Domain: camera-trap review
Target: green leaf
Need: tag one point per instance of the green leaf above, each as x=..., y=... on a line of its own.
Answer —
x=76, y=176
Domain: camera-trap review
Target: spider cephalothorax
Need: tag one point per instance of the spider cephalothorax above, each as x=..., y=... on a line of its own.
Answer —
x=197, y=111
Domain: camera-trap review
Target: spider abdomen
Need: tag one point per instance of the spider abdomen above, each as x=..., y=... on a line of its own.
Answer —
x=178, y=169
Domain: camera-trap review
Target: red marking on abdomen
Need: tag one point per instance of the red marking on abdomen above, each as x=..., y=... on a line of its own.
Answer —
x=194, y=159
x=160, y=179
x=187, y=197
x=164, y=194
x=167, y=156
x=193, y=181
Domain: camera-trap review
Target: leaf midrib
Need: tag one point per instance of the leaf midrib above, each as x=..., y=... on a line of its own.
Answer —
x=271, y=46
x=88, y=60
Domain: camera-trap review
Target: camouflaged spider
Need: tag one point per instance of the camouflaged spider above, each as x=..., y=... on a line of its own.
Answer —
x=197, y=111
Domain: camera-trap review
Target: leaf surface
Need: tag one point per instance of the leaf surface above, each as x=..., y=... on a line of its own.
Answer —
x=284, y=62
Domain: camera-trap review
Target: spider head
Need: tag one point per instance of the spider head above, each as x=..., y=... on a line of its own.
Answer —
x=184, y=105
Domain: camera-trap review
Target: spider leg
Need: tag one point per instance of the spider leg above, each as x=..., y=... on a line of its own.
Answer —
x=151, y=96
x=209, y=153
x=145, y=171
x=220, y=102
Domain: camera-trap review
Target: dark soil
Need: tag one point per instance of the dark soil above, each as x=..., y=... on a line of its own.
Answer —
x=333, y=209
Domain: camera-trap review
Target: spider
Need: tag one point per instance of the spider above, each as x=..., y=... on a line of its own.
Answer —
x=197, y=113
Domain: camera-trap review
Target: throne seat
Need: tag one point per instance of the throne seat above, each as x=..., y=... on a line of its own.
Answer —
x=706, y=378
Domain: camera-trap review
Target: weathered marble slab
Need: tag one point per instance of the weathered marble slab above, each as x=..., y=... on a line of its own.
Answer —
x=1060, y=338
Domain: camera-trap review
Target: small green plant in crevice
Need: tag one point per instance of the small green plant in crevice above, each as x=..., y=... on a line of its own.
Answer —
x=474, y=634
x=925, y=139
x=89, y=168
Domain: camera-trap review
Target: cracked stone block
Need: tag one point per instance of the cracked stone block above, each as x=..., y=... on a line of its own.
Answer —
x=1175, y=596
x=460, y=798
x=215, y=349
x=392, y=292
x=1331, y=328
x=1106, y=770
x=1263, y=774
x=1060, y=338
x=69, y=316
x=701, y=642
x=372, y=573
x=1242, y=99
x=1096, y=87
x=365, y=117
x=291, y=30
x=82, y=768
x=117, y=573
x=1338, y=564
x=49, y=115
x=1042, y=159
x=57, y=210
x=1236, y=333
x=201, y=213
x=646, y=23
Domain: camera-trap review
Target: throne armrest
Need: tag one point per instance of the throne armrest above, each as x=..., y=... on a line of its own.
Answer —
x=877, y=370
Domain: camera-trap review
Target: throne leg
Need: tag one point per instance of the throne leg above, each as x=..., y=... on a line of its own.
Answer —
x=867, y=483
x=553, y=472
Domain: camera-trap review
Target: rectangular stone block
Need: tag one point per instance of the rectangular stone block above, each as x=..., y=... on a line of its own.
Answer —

————

= Problem =
From the first line to the last, write out the listing exactly.

= Reply =
Domain: camera-trap review
Target: green leaf
Need: tag one point per instance of the green leaf above, each as x=..., y=... on a line of its own.
Answer —
x=76, y=176
Domain: camera-trap review
Target: spider cephalothorax
Need: tag one point per instance of the spider cephalothorax above, each as x=..., y=... on a line of its own.
Answer —
x=197, y=111
Domain: camera-trap review
Target: spider abdomen
Need: tag one point per instance of the spider abdomen above, each as x=..., y=... on a line of its own.
Answer —
x=178, y=169
Domain: camera-trap review
Target: red marking on abdomen
Need: tag one point per instance of the red marking on abdomen above, each as x=..., y=... on a line of its own.
Answer —
x=194, y=159
x=160, y=179
x=187, y=197
x=164, y=194
x=167, y=156
x=193, y=181
Domain: camera-trap review
Target: leaf midrib
Need: tag one point per instance of the leaf midrib above, each as x=..., y=... on a line of its own.
Answer —
x=271, y=46
x=88, y=60
Domain: camera-trap review
Target: camouflaged spider
Need: tag one point per instance of the camouflaged spider above, each as x=..., y=... on a line of its own.
Answer —
x=197, y=111
Domain: camera-trap review
Target: leaf surface
Need: tag one point per instance of the leaf surface above, each as x=..., y=... on a line of its own.
Answer —
x=284, y=62
Domain: camera-trap review
Target: spider head
Need: tag one point per instance of the spider head above, each as x=..., y=... on a line of its own.
Answer —
x=184, y=105
Domain: camera-trap review
Target: spider leg
Need: tag one point per instance of the spider leg above, each as x=..., y=... on a line of its own.
Answer —
x=151, y=96
x=209, y=153
x=145, y=171
x=220, y=102
Domain: camera-trap review
Target: dark soil
Need: tag one point per instance of the dark soil above, each as x=..., y=... on a line of its own.
Answer —
x=333, y=209
Domain: camera-trap review
Target: spider
Need: tag one point per instance of the spider above, each as x=..., y=... on a line of its own.
Answer —
x=197, y=113
Domain: camera-trap review
Target: throne seat
Need: tag one point per instance of the throne seat above, each as x=..., y=... on a line of its own.
Answer —
x=706, y=378
Domain: camera-trap review
Target: weathered marble slab
Need: tag one point per instance of the weathered marble slab above, each as x=..., y=... on a line of its own.
Answer —
x=1060, y=338
Domain: camera-trap review
Target: small green plant in crevice
Need: tag one point per instance of the small green plant in crevice above, each as x=..., y=... on a line of its own.
Answer —
x=474, y=634
x=925, y=139
x=89, y=168
Domain: camera-trap review
Target: cracked stone block
Need: tag one point per instance of the cracked stone block above, each as x=..., y=... on a line of its own.
Answer —
x=1175, y=596
x=460, y=798
x=215, y=349
x=392, y=292
x=1331, y=328
x=1106, y=770
x=1263, y=774
x=1060, y=338
x=69, y=316
x=701, y=642
x=372, y=573
x=1242, y=99
x=1096, y=87
x=365, y=117
x=291, y=30
x=82, y=768
x=117, y=573
x=1338, y=564
x=49, y=115
x=1042, y=159
x=57, y=210
x=1236, y=333
x=201, y=213
x=646, y=23
Domain: camera-trap review
Target: throne armrest
Need: tag one point per instance of the throne armrest above, each as x=..., y=... on a line of its own.
Answer —
x=877, y=370
Domain: camera-trap review
Target: throne leg
Need: tag one point per instance of the throne leg above, each as x=..., y=... on a line of its own.
Answer —
x=867, y=483
x=553, y=472
Domain: camera-trap review
Target: rectangular stone block
Need: tag one point per instance of the rectangular stone block above, each as x=..., y=... on a line of its own.
Answer —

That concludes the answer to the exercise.